Could you give all the material below again, changing "screenshot" to "photo" and keeping everything else the same? Leave the pictures out of your answer.

■ Records
--------------------------------------------------

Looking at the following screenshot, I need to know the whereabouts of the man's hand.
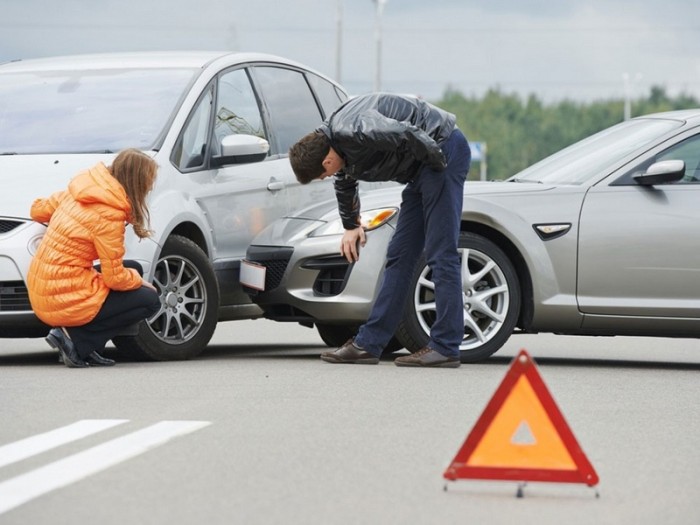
[340,226,367,263]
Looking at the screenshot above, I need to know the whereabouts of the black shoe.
[321,339,379,365]
[394,346,460,368]
[85,352,114,366]
[46,328,88,368]
[114,323,140,337]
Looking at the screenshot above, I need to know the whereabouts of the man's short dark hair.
[289,131,331,184]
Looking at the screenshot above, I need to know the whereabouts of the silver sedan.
[244,110,700,362]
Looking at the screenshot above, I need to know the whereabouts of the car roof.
[0,51,312,73]
[635,108,700,123]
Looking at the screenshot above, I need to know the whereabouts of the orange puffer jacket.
[27,163,142,326]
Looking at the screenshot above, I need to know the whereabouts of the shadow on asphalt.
[0,344,700,371]
[482,356,700,370]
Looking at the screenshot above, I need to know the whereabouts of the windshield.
[509,119,683,185]
[0,69,196,155]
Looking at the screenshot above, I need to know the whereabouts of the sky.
[0,0,700,103]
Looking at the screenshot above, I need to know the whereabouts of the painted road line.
[0,419,129,467]
[0,421,211,514]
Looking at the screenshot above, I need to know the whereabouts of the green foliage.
[435,86,700,179]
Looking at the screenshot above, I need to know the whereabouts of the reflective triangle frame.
[443,349,599,487]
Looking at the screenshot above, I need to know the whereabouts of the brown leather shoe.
[321,339,379,365]
[394,346,461,368]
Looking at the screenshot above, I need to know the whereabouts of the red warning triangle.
[443,350,598,487]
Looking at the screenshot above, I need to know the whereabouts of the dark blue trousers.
[355,129,471,357]
[66,260,160,359]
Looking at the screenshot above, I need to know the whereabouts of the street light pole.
[335,0,343,82]
[372,0,388,91]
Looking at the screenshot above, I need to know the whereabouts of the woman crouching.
[27,149,160,368]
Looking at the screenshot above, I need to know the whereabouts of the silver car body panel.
[247,110,700,337]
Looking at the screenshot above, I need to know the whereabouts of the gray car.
[244,110,700,362]
[0,51,356,359]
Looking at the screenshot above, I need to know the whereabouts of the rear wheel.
[397,232,520,363]
[113,235,219,361]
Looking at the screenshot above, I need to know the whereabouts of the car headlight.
[309,208,399,237]
[27,233,44,257]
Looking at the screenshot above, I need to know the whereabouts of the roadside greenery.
[435,86,700,180]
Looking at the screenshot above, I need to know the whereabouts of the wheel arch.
[461,221,534,331]
[166,221,211,259]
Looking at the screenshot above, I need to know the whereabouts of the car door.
[253,65,341,210]
[578,135,700,318]
[180,67,289,263]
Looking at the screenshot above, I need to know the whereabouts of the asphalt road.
[0,321,700,525]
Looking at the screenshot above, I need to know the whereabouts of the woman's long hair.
[109,149,158,239]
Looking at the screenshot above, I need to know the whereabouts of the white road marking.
[0,419,129,467]
[0,421,211,514]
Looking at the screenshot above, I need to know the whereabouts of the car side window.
[654,135,700,184]
[213,69,267,152]
[255,66,323,155]
[172,87,213,171]
[306,73,347,118]
[612,135,700,186]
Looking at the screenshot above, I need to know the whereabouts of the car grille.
[0,219,23,234]
[302,256,352,297]
[0,281,32,312]
[244,246,294,292]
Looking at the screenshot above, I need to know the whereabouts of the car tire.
[316,324,403,354]
[112,235,219,361]
[397,232,521,363]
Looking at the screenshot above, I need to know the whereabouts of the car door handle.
[267,180,284,191]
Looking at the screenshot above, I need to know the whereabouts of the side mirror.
[632,160,685,186]
[211,135,270,167]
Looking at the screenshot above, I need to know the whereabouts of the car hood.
[287,181,554,220]
[0,154,121,218]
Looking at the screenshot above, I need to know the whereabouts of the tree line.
[435,86,700,180]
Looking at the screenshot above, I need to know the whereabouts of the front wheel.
[113,235,219,361]
[397,232,521,363]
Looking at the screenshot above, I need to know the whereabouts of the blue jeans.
[355,129,471,357]
[66,259,160,359]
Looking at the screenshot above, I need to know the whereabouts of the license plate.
[240,261,267,291]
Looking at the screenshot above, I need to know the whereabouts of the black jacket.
[319,93,455,229]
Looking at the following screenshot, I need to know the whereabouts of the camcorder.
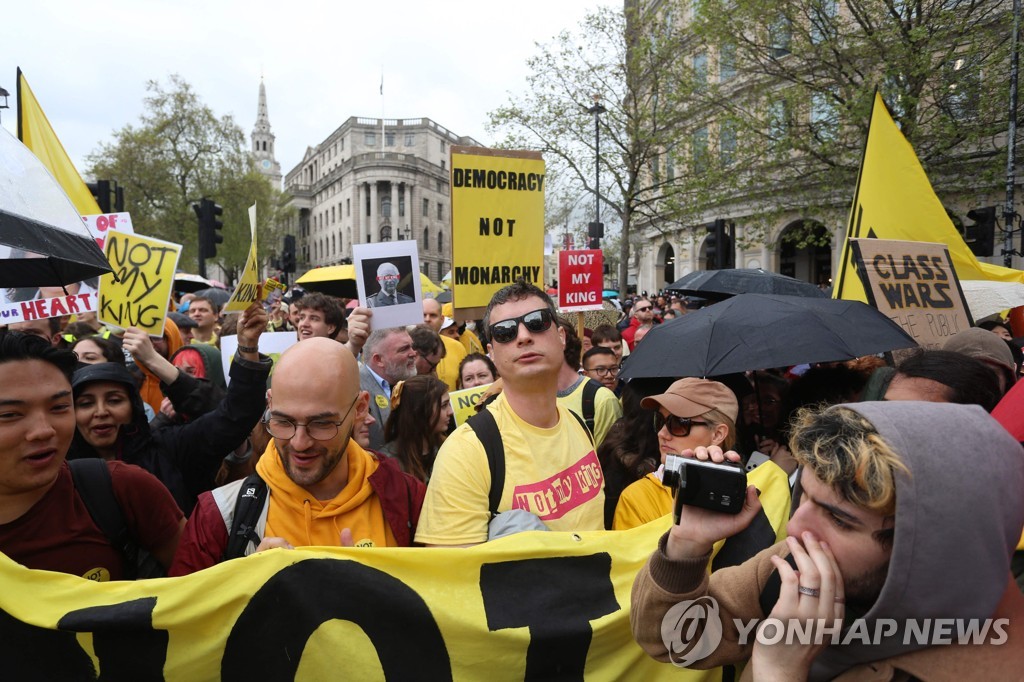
[662,455,746,524]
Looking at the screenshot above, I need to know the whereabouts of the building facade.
[285,117,479,282]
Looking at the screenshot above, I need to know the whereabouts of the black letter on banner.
[0,609,96,682]
[220,559,452,682]
[480,552,620,680]
[57,597,167,682]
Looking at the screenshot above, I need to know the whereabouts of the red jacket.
[168,453,427,576]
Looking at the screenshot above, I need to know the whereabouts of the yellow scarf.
[256,440,397,547]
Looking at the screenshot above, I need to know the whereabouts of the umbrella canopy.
[174,272,213,294]
[0,129,111,287]
[667,267,825,301]
[620,294,918,379]
[295,263,359,298]
[196,287,231,306]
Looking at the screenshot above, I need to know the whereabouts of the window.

--------------------------------------------------

■ Solution to this task
Looking at the following photo, I need to know the whereabouts of the man's hand.
[340,226,367,263]
Looking at the photo above, I need to know the whereabouts of the black shoe.
[321,339,379,365]
[394,346,460,368]
[85,352,114,366]
[46,328,88,368]
[114,323,140,337]
Looking at the photo above, I need to know the whereabouts of the man's short dark hair.
[289,131,331,184]
Looking at the photo above, I need to know the whereabouts of the silver sedan.
[244,110,700,362]
Looking at the photo above, I need to know the whereabouts of the car roof.
[0,51,312,73]
[635,108,700,123]
Looking at the photo above, I need to know the whereabouts of the orange puffer jacket.
[27,163,142,326]
Looking at the photo above, I need to know the whereabouts of the shadow on asphalt.
[0,344,700,371]
[482,356,700,370]
Looking at the photo above, I need to know the whereabouts of the windshield.
[509,119,683,185]
[0,69,196,155]
Looking at the photo above, I need to know the whereabouts of the sky.
[0,0,700,103]
Looking at the photo above, I need to know the whereabouts of the painted road line.
[0,419,129,467]
[0,421,211,514]
Looking at the photo above, I need to know the whereabouts of the green foliage.
[435,86,700,179]
Looking at the photo above, I need to know the whereabouts of the reflective triangle frame.
[443,349,599,487]
Looking at the photo above, I need to know the whereabouts of the brown leather shoe.
[321,339,379,365]
[394,346,461,368]
Looking at the photo above, I need to know the whereabouts of the red warning triangle.
[443,350,598,487]
Looking at the photo above, I need to know the whereabouts of the dark blue trousers.
[355,129,471,357]
[66,260,160,359]
Looking at the photo above, I need to know the whereabouts of the street light pole.
[335,0,343,82]
[372,0,388,91]
Looking at the photo above, I need to know the whereabouts of the woman crouching.
[27,149,160,368]
Looking at the photo above, I need to know the whereabouts of the silver car body panel.
[247,110,700,337]
Looking at the photo above, I need to know the whereabouts of the gray car.
[244,110,700,362]
[0,51,356,359]
Looking at the photo above, I need to know the whereabouts of the rear wheel.
[397,232,520,363]
[113,235,219,361]
Looking at the photo above, I need to know the whereabouts of the car headlight.
[309,208,399,237]
[27,233,44,257]
Looking at the photo above, I need to know the whereabouts of the roadside greenery.
[435,86,700,180]
Looking at the photo above, I need to know the whereabouts of the wheel arch.
[461,221,534,331]
[166,221,211,259]
Looking at the photo above, I need to know the whereabouts of the car door.
[253,65,341,210]
[578,135,700,318]
[180,67,289,263]
Looking at the photo above, I need to know the whereabouts of the asphalt road.
[0,321,700,525]
Looking at the photo above, I need to know the whereabouts of the woman's long hair.
[109,149,158,239]
Looking at the photo above, I need to know the whereabouts of the white road marking.
[0,419,129,467]
[0,421,211,514]
Looking at the photo above, I need to know the whereabouts of the car side window.
[654,135,700,184]
[213,69,267,152]
[255,66,323,155]
[172,87,213,171]
[306,73,347,118]
[612,135,700,186]
Looking at the photo above, I need to know the whereabouts of the car grille.
[0,219,23,234]
[302,256,352,297]
[0,281,32,312]
[244,246,294,292]
Looking at the photo above, I need to know the whereabouts of the car tire.
[316,324,403,354]
[112,235,219,361]
[397,232,521,363]
Looking at the photo above, I need to know the whereabouts of the car door handle.
[267,180,284,191]
Looking at the photo above, I need to know the whereabouts of the side mirror.
[632,160,685,186]
[211,135,270,167]
Looking at the photo above, I need to know the whereabouts of the car hood.
[287,181,554,220]
[0,154,121,218]
Looking at the photo above, I need to know the whereabouts of the tree line.
[435,86,700,180]
Looking at the photo above, I need to know the whereabouts of the front wheel.
[113,235,219,361]
[397,232,521,363]
Looking at the photo above, I need to know the whereabouts of the blue jeans.
[355,129,471,357]
[66,259,160,359]
Looking at the photo above, I need to know the whereabouts of the license plate.
[240,261,267,291]
Looking at the photo above, I need to know the whereabouts of the black jacket.
[319,93,455,229]
Looking at the following photo, I need to know the whereabouts of the camcorder.
[662,455,746,524]
Looking at the photo above, I need to know the whereabouts of the building facade.
[285,117,479,282]
Looking at the photo above, I need to know the whereabouts of the black letter on banner.
[0,609,96,682]
[220,559,452,682]
[480,552,620,680]
[57,597,167,682]
Looking at the photo above, I need to know the whereabouts of the red jacket.
[168,453,427,576]
Looking at the photo above, I need to know the whereabouts of the yellow scarf.
[256,440,397,547]
Looking at the photo above, I need to know the whereabouts of the umbrella canopy.
[174,272,213,294]
[0,129,111,287]
[667,267,825,301]
[620,294,918,379]
[295,263,359,298]
[196,287,231,306]
Looking at the photo above, I need to know the whereabouts of the window.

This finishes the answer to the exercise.